> **WHAT TO WORK ON**
Report how many lines in the listing below contain the string "dark". Give the number alone.

> **EXCERPTED RECORDS**
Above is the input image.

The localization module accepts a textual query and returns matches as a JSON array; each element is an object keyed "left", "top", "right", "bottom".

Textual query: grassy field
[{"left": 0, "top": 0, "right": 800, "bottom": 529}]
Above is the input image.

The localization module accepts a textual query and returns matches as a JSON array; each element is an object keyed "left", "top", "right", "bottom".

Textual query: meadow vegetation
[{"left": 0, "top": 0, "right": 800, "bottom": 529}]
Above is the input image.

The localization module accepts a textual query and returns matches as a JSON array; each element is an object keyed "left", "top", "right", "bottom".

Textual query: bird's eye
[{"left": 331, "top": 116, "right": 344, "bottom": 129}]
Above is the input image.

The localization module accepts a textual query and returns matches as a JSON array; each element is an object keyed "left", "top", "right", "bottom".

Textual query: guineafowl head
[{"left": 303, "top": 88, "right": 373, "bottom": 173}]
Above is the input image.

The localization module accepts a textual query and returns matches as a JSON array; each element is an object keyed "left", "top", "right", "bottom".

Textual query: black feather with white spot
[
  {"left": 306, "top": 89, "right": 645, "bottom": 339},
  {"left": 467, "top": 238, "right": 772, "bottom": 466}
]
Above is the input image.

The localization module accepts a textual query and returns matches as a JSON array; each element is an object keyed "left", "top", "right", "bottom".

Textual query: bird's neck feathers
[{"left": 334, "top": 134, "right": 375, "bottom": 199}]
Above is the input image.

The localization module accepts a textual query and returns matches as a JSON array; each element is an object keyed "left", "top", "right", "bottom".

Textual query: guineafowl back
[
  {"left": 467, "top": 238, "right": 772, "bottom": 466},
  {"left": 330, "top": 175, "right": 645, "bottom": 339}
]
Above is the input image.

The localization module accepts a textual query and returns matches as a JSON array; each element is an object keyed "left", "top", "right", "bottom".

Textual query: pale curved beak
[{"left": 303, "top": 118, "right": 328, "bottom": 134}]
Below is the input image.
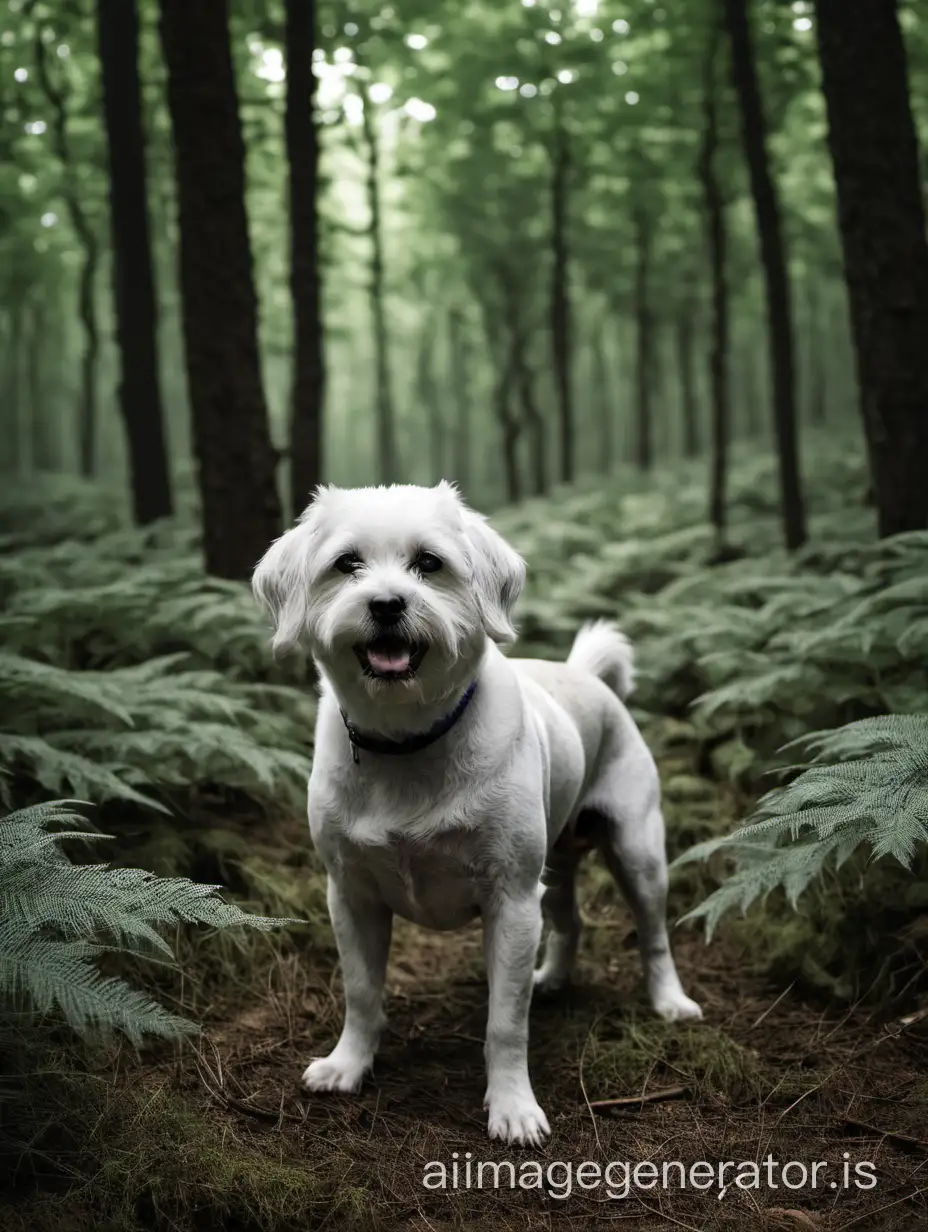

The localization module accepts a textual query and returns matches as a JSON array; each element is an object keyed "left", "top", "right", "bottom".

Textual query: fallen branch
[
  {"left": 844, "top": 1116, "right": 928, "bottom": 1151},
  {"left": 589, "top": 1087, "right": 686, "bottom": 1112}
]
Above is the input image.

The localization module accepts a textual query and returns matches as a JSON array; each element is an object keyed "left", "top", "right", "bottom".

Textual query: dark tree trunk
[
  {"left": 551, "top": 107, "right": 574, "bottom": 483},
  {"left": 2, "top": 310, "right": 24, "bottom": 476},
  {"left": 447, "top": 308, "right": 472, "bottom": 495},
  {"left": 699, "top": 27, "right": 731, "bottom": 545},
  {"left": 364, "top": 91, "right": 399, "bottom": 483},
  {"left": 285, "top": 0, "right": 325, "bottom": 515},
  {"left": 97, "top": 0, "right": 171, "bottom": 526},
  {"left": 816, "top": 0, "right": 928, "bottom": 535},
  {"left": 515, "top": 333, "right": 547, "bottom": 496},
  {"left": 161, "top": 0, "right": 281, "bottom": 579},
  {"left": 806, "top": 274, "right": 828, "bottom": 428},
  {"left": 635, "top": 211, "right": 654, "bottom": 471},
  {"left": 675, "top": 305, "right": 699, "bottom": 458},
  {"left": 33, "top": 15, "right": 100, "bottom": 479},
  {"left": 493, "top": 346, "right": 523, "bottom": 505},
  {"left": 590, "top": 317, "right": 615, "bottom": 474},
  {"left": 415, "top": 315, "right": 446, "bottom": 483},
  {"left": 498, "top": 266, "right": 547, "bottom": 496},
  {"left": 723, "top": 0, "right": 803, "bottom": 548},
  {"left": 26, "top": 299, "right": 57, "bottom": 471}
]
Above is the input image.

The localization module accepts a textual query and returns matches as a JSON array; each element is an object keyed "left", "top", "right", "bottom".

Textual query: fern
[
  {"left": 0, "top": 653, "right": 314, "bottom": 808},
  {"left": 0, "top": 801, "right": 295, "bottom": 1045},
  {"left": 674, "top": 715, "right": 928, "bottom": 936}
]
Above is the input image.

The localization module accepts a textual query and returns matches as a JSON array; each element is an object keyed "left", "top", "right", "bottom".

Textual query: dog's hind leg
[
  {"left": 534, "top": 845, "right": 580, "bottom": 993},
  {"left": 600, "top": 785, "right": 702, "bottom": 1021}
]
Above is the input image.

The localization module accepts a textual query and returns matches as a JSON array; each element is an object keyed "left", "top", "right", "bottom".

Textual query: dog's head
[{"left": 253, "top": 482, "right": 525, "bottom": 701}]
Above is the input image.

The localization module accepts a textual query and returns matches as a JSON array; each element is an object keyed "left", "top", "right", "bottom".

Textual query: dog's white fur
[{"left": 254, "top": 483, "right": 701, "bottom": 1145}]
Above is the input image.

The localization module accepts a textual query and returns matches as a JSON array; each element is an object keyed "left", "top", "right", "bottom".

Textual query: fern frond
[
  {"left": 674, "top": 715, "right": 928, "bottom": 935},
  {"left": 0, "top": 802, "right": 296, "bottom": 1044}
]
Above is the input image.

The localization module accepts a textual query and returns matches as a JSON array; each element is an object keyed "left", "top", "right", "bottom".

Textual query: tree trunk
[
  {"left": 161, "top": 0, "right": 281, "bottom": 579},
  {"left": 97, "top": 0, "right": 171, "bottom": 526},
  {"left": 447, "top": 308, "right": 472, "bottom": 495},
  {"left": 806, "top": 272, "right": 828, "bottom": 428},
  {"left": 816, "top": 0, "right": 928, "bottom": 535},
  {"left": 415, "top": 314, "right": 446, "bottom": 483},
  {"left": 515, "top": 331, "right": 547, "bottom": 496},
  {"left": 551, "top": 107, "right": 574, "bottom": 483},
  {"left": 699, "top": 19, "right": 731, "bottom": 546},
  {"left": 26, "top": 298, "right": 57, "bottom": 471},
  {"left": 32, "top": 20, "right": 100, "bottom": 479},
  {"left": 362, "top": 90, "right": 399, "bottom": 483},
  {"left": 4, "top": 310, "right": 25, "bottom": 476},
  {"left": 677, "top": 305, "right": 699, "bottom": 458},
  {"left": 723, "top": 0, "right": 803, "bottom": 549},
  {"left": 590, "top": 315, "right": 615, "bottom": 474},
  {"left": 285, "top": 0, "right": 325, "bottom": 515},
  {"left": 635, "top": 209, "right": 654, "bottom": 471},
  {"left": 493, "top": 344, "right": 523, "bottom": 505}
]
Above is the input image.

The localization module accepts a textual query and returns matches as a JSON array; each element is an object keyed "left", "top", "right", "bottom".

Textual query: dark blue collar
[{"left": 341, "top": 680, "right": 477, "bottom": 765}]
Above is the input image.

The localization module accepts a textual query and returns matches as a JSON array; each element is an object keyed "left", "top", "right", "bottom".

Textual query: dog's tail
[{"left": 567, "top": 620, "right": 635, "bottom": 701}]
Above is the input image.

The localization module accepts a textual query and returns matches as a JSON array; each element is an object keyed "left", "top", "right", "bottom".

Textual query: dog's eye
[
  {"left": 335, "top": 552, "right": 361, "bottom": 573},
  {"left": 414, "top": 552, "right": 441, "bottom": 573}
]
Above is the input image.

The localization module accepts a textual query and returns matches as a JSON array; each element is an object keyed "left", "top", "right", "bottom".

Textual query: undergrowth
[{"left": 0, "top": 441, "right": 928, "bottom": 1230}]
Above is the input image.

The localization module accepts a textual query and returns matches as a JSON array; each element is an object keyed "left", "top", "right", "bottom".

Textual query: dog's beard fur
[
  {"left": 307, "top": 578, "right": 486, "bottom": 710},
  {"left": 254, "top": 483, "right": 525, "bottom": 732}
]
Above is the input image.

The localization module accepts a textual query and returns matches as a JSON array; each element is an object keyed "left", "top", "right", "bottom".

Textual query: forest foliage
[{"left": 0, "top": 0, "right": 928, "bottom": 1222}]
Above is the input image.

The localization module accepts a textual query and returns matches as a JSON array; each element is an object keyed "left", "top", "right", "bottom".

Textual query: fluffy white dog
[{"left": 254, "top": 483, "right": 701, "bottom": 1145}]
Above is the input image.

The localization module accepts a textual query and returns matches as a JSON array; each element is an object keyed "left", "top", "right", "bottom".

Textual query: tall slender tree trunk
[
  {"left": 493, "top": 344, "right": 523, "bottom": 505},
  {"left": 551, "top": 105, "right": 574, "bottom": 483},
  {"left": 4, "top": 310, "right": 25, "bottom": 476},
  {"left": 590, "top": 315, "right": 615, "bottom": 474},
  {"left": 285, "top": 0, "right": 325, "bottom": 515},
  {"left": 699, "top": 23, "right": 731, "bottom": 545},
  {"left": 447, "top": 307, "right": 473, "bottom": 494},
  {"left": 31, "top": 20, "right": 100, "bottom": 478},
  {"left": 806, "top": 271, "right": 828, "bottom": 428},
  {"left": 25, "top": 297, "right": 57, "bottom": 471},
  {"left": 97, "top": 0, "right": 171, "bottom": 526},
  {"left": 674, "top": 304, "right": 700, "bottom": 458},
  {"left": 362, "top": 90, "right": 399, "bottom": 483},
  {"left": 161, "top": 0, "right": 282, "bottom": 579},
  {"left": 722, "top": 0, "right": 803, "bottom": 549},
  {"left": 515, "top": 331, "right": 547, "bottom": 496},
  {"left": 635, "top": 209, "right": 654, "bottom": 471},
  {"left": 816, "top": 0, "right": 928, "bottom": 535},
  {"left": 415, "top": 315, "right": 446, "bottom": 483}
]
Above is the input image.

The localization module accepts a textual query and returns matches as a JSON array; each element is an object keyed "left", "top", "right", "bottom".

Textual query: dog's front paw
[
  {"left": 654, "top": 989, "right": 702, "bottom": 1023},
  {"left": 301, "top": 1052, "right": 371, "bottom": 1094},
  {"left": 487, "top": 1092, "right": 551, "bottom": 1147}
]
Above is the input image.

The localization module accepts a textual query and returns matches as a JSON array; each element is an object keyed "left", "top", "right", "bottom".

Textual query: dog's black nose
[{"left": 367, "top": 595, "right": 405, "bottom": 625}]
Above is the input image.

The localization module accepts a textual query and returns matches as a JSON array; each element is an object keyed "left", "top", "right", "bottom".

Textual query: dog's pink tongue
[{"left": 367, "top": 649, "right": 409, "bottom": 673}]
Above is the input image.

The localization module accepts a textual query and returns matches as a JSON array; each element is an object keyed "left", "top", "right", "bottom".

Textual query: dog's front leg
[
  {"left": 303, "top": 877, "right": 393, "bottom": 1092},
  {"left": 483, "top": 893, "right": 551, "bottom": 1146}
]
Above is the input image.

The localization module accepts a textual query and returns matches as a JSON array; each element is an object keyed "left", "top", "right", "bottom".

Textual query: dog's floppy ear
[
  {"left": 251, "top": 488, "right": 328, "bottom": 650},
  {"left": 461, "top": 497, "right": 525, "bottom": 642}
]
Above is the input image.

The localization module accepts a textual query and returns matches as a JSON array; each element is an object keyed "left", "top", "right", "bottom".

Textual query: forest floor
[{"left": 14, "top": 739, "right": 928, "bottom": 1232}]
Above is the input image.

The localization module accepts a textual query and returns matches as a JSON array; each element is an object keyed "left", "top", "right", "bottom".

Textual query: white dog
[{"left": 254, "top": 483, "right": 701, "bottom": 1145}]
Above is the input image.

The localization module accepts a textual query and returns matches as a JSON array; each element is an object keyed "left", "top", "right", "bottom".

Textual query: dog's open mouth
[{"left": 355, "top": 633, "right": 428, "bottom": 680}]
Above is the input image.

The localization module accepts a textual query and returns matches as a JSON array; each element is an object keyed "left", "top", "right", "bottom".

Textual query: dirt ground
[{"left": 161, "top": 857, "right": 928, "bottom": 1232}]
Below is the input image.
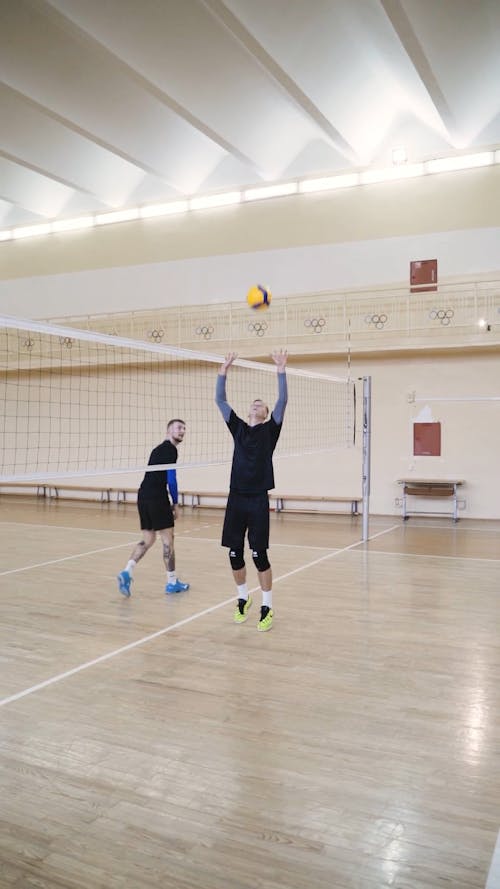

> **THE ANSWER**
2